TASK STATEMENT: The expected answer is the set of lines in the data below between the line holding "Spot the blue sky" and the line holding "[[303, 289], [278, 22], [328, 136]]", inclusive, written out exactly.

RECORDS SHOWN:
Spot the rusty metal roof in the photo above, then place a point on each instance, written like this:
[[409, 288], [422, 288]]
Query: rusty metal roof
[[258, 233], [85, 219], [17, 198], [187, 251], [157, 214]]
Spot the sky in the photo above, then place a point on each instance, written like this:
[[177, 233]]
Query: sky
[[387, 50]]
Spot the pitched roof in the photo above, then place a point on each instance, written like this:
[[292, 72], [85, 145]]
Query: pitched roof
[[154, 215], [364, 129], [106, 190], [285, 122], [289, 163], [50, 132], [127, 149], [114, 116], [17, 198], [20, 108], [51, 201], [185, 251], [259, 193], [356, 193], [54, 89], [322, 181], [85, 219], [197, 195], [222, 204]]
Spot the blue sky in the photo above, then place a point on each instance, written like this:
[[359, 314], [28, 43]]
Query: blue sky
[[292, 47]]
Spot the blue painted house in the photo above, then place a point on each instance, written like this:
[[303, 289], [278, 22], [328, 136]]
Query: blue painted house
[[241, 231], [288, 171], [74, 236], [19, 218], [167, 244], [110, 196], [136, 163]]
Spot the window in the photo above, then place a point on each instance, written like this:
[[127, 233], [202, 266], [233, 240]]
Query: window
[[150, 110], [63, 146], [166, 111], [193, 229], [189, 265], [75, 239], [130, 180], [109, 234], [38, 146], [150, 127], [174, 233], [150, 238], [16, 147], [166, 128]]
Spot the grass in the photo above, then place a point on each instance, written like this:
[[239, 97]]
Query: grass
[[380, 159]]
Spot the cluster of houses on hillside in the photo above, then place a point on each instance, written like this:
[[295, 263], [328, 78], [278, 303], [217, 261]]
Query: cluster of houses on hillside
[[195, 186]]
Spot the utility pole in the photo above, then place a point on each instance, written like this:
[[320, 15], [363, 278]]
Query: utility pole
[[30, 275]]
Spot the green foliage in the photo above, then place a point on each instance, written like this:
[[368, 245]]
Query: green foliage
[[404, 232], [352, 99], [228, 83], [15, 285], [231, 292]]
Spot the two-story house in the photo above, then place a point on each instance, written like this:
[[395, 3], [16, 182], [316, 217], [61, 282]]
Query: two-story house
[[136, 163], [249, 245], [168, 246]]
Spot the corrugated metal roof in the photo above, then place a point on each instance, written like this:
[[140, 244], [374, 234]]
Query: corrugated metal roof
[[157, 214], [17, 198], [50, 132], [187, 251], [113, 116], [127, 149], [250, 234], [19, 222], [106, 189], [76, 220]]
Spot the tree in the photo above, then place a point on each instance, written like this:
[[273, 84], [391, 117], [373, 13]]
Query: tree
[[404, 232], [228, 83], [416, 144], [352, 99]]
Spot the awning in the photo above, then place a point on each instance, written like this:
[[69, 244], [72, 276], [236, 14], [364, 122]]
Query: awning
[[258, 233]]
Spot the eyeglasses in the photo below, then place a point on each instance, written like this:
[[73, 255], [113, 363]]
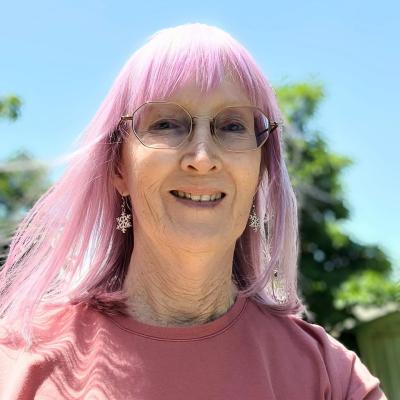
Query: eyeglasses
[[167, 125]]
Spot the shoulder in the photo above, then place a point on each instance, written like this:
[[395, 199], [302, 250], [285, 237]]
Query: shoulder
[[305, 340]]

==

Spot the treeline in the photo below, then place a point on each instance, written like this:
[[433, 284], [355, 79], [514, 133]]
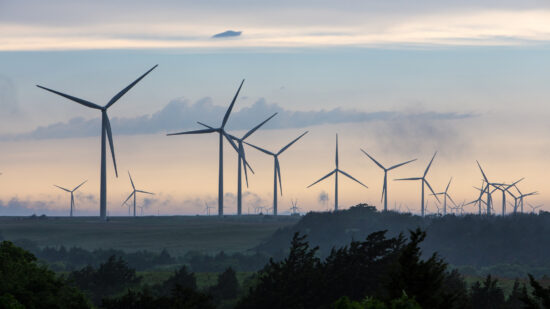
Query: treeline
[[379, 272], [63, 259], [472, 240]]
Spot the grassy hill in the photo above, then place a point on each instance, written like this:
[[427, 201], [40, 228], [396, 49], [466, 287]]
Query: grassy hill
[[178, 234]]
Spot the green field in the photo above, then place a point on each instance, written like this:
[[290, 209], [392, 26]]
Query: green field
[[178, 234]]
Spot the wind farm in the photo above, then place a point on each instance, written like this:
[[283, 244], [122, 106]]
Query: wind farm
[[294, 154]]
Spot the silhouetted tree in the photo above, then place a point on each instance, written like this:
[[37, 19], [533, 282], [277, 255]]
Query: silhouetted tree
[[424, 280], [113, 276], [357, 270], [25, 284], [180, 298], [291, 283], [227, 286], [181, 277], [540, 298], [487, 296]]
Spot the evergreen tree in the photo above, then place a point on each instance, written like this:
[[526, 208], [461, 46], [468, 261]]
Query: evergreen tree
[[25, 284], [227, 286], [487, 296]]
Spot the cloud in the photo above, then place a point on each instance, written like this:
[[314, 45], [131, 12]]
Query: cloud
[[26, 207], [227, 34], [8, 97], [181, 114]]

==

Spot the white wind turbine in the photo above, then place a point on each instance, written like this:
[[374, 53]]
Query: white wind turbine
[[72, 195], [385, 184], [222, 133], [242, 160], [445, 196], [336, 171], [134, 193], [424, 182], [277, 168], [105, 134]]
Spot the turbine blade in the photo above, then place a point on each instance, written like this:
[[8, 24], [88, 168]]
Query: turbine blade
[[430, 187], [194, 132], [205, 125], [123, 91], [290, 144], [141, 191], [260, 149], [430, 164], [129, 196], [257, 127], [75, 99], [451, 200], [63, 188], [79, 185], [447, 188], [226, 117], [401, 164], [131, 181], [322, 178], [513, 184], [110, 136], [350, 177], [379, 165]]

ANSWER TO THIS PROBLEM:
Spot the blue sky in the photo above, then place a point on each instance, written like this:
[[359, 314], [28, 43]]
Query: blue sky
[[292, 47]]
Spot the blue painted house in the photo above, then place a point on each instance, written like this:
[[303, 289], [278, 22], [328, 136]]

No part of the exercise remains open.